* **Task goal**: Wherever the word "snow" shows up in the data, report the line it sits in.

(Dataset entries)

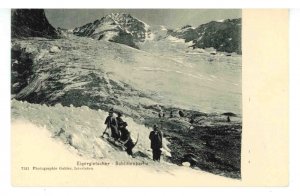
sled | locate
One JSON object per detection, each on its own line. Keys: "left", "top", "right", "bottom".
{"left": 101, "top": 132, "right": 139, "bottom": 151}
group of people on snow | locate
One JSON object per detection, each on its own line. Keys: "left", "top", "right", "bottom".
{"left": 103, "top": 108, "right": 163, "bottom": 162}
{"left": 102, "top": 109, "right": 135, "bottom": 156}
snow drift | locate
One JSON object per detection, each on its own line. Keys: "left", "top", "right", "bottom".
{"left": 11, "top": 99, "right": 171, "bottom": 162}
{"left": 12, "top": 100, "right": 239, "bottom": 185}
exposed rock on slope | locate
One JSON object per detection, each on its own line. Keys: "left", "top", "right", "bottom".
{"left": 167, "top": 25, "right": 199, "bottom": 42}
{"left": 11, "top": 36, "right": 242, "bottom": 179}
{"left": 73, "top": 13, "right": 241, "bottom": 53}
{"left": 11, "top": 9, "right": 60, "bottom": 39}
{"left": 168, "top": 18, "right": 242, "bottom": 54}
{"left": 73, "top": 13, "right": 150, "bottom": 49}
{"left": 11, "top": 11, "right": 242, "bottom": 179}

* **Answer section**:
group of people on snow | locate
snow drift | locate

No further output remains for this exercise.